Point annotations for photos
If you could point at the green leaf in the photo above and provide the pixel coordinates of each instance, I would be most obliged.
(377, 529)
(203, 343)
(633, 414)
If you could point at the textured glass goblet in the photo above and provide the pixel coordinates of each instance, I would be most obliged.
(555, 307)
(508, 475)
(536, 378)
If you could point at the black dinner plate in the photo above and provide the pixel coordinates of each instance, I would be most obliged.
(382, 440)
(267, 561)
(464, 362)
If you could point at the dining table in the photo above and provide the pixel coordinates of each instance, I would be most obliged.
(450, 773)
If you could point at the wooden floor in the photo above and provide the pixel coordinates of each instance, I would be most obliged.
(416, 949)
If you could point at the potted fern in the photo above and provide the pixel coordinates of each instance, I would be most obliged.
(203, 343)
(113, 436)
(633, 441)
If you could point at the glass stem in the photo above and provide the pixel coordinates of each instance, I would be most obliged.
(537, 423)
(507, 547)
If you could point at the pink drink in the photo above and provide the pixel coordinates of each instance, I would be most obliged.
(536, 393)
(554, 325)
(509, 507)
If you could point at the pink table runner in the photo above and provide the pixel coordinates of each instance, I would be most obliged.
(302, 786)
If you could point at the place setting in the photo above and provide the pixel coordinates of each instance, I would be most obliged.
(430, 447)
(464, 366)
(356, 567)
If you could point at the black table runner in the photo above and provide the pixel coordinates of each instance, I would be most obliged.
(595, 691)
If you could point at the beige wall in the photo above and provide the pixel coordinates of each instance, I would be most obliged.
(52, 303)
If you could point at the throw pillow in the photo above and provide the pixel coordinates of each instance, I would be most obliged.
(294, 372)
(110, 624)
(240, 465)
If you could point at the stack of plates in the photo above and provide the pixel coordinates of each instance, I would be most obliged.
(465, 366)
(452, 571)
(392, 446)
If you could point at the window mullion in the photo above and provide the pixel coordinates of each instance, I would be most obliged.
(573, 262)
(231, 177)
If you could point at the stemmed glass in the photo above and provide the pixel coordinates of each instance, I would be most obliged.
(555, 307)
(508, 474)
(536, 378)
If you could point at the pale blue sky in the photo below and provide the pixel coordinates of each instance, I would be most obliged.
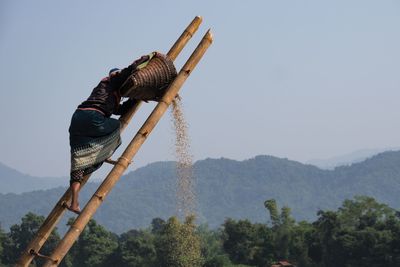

WHAT YOU HAVE TO DO |
Copy everything from the line containing "If you could point at the beige" down to the end of the rows above, requests included, multiplying each pixel coordinate in the answers by 1.6 and rounding to whole numbers with halves rounded up. Leave the pictures out.

OUTPUT |
If you could point at the beige wall in the photo above and provide the pixel coordinates of each instance, I would be most obliged.
(83, 485)
If you could point at the throw pillow in the photo above and provide the pixel coordinates of each instance, I would be most obliged.
(470, 595)
(176, 998)
(384, 744)
If you could point at the stack of plates in the photo above and provide the pixel coordinates of each instance, I would be most obliged.
(744, 586)
(723, 914)
(627, 714)
If you could point at the window mullion in the photo above and provide the pixel coordinates of each instance, I would be most obliged.
(917, 419)
(370, 283)
If you could point at the stemmed glass in the photo above and provide the pixel coordinates of each instance, I would be most obliged.
(888, 491)
(813, 758)
(858, 605)
If you could point at the pale blue sky in the photo below and provide the pixel coordinates of each instance, I would be most obliged.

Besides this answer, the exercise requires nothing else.